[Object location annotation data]
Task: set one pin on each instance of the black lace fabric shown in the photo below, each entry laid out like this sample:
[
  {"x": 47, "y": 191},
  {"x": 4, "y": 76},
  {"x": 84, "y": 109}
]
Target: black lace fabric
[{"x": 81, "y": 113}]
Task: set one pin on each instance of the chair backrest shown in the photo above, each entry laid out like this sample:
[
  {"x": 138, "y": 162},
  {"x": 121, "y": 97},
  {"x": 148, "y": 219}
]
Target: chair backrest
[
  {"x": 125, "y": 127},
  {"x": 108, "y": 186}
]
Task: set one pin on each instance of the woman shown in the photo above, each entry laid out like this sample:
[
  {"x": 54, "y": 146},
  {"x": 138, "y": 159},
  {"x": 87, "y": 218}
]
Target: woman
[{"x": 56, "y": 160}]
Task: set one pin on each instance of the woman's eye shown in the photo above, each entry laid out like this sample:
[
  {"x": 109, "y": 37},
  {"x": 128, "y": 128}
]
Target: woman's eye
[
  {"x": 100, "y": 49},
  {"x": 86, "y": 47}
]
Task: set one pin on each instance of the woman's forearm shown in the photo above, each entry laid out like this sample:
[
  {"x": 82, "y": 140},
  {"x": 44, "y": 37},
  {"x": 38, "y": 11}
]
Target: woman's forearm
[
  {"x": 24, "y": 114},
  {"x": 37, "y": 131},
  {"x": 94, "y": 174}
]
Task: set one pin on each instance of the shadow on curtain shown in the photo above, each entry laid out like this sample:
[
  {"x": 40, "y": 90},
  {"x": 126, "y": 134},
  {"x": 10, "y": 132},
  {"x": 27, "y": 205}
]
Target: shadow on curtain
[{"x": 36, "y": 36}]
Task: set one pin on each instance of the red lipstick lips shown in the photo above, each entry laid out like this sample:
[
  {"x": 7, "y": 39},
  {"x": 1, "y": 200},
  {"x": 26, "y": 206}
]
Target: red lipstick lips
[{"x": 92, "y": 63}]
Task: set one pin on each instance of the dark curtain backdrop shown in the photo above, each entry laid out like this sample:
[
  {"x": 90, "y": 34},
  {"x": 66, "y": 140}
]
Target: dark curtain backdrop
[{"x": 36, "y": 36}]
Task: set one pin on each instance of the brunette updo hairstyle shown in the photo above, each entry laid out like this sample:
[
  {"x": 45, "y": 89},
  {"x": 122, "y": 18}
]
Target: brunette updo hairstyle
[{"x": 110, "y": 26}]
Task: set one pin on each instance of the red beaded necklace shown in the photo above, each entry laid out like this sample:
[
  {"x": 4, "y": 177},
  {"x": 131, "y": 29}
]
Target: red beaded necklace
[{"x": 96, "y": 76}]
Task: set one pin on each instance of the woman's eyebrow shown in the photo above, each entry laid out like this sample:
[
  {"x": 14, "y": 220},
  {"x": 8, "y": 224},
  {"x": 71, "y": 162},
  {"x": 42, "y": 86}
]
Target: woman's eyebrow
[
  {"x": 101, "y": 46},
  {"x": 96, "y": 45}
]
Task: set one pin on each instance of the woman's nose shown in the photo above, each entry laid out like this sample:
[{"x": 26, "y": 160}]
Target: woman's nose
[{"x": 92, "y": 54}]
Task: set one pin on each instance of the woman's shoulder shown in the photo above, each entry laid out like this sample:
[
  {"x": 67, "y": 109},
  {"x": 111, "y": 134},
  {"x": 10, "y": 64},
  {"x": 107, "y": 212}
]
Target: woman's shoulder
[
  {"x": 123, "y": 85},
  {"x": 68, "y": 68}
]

- _WHAT THE TASK ASKS_
Restate the listing in full, word for word.

- _TASK RESPONSE_
Task: set one pin on each instance of the black lace fabric shown in the photo below, each entry laid out like this sample:
[
  {"x": 47, "y": 191},
  {"x": 4, "y": 76},
  {"x": 84, "y": 109}
]
Target: black lace fabric
[{"x": 81, "y": 113}]
Task: set one pin on each instance of the chair backrest shown in the photo above, each entry laid out like this sample:
[
  {"x": 138, "y": 162},
  {"x": 121, "y": 97},
  {"x": 148, "y": 219}
]
Target: chair backrest
[
  {"x": 125, "y": 127},
  {"x": 108, "y": 186}
]
Task: set one pin on each instance of the woman shown in the photo above, each entry laid out like this sample:
[
  {"x": 54, "y": 146},
  {"x": 138, "y": 159},
  {"x": 87, "y": 218}
]
Target: woman
[{"x": 56, "y": 160}]
Task: set one pin on each instance of the woman's eye shown in the photo above, each entry laid out like this sample:
[
  {"x": 109, "y": 37},
  {"x": 128, "y": 128}
]
Target: woman's eye
[
  {"x": 100, "y": 49},
  {"x": 86, "y": 47}
]
Task: set one pin on each instance of the woman's forearm shown in the photo above, each entry laid out like this sample:
[
  {"x": 82, "y": 140},
  {"x": 44, "y": 37},
  {"x": 38, "y": 11}
]
Target: woman's forearm
[
  {"x": 24, "y": 114},
  {"x": 37, "y": 131},
  {"x": 94, "y": 174}
]
Task: set one pin on each instance of the shadow on curtain shown in the photo above, each entry laid out like this sample:
[
  {"x": 40, "y": 90},
  {"x": 126, "y": 134},
  {"x": 10, "y": 132},
  {"x": 27, "y": 205}
]
Target: shadow on curtain
[{"x": 36, "y": 36}]
Task: set one pin on each instance of the red lipstick lips shown in the photo above, each entry laid out like this sample:
[
  {"x": 7, "y": 39},
  {"x": 1, "y": 200},
  {"x": 26, "y": 206}
]
Target: red lipstick lips
[{"x": 92, "y": 63}]
Task: set one pin on each instance of the dark curtain backdrop shown in the photo above, each entry laid out like this sample:
[
  {"x": 90, "y": 34},
  {"x": 66, "y": 140}
]
Target: dark curtain backdrop
[{"x": 36, "y": 36}]
Task: set one pin on each instance of the brunette updo hairstyle shown in the photo above, each entry laid out like this sample:
[
  {"x": 45, "y": 89},
  {"x": 122, "y": 18}
]
Target: brunette updo hairstyle
[{"x": 110, "y": 26}]
Task: set one pin on each instance of the red beaded necklace shown in the photo above, each entry laid out like this sample:
[
  {"x": 4, "y": 177},
  {"x": 131, "y": 29}
]
Target: red beaded necklace
[{"x": 96, "y": 76}]
Task: set one pin on each instance of the woman's eyebrow shown in the photo above, each entry laid out like this sample:
[
  {"x": 14, "y": 220},
  {"x": 8, "y": 224},
  {"x": 71, "y": 162},
  {"x": 42, "y": 86}
]
Target: woman's eyebrow
[
  {"x": 101, "y": 46},
  {"x": 96, "y": 45}
]
Task: set one pin on each instance of the woman's nose shown in the photo above, each entry laid out like this sample:
[{"x": 26, "y": 160}]
Target: woman's nose
[{"x": 92, "y": 54}]
Task: set one pin on each instance of the woman's shoulder shown in the photo above, each entry laid out like this sample:
[
  {"x": 67, "y": 109},
  {"x": 111, "y": 134},
  {"x": 10, "y": 64},
  {"x": 107, "y": 212}
]
Target: woman's shoulder
[
  {"x": 123, "y": 85},
  {"x": 68, "y": 68}
]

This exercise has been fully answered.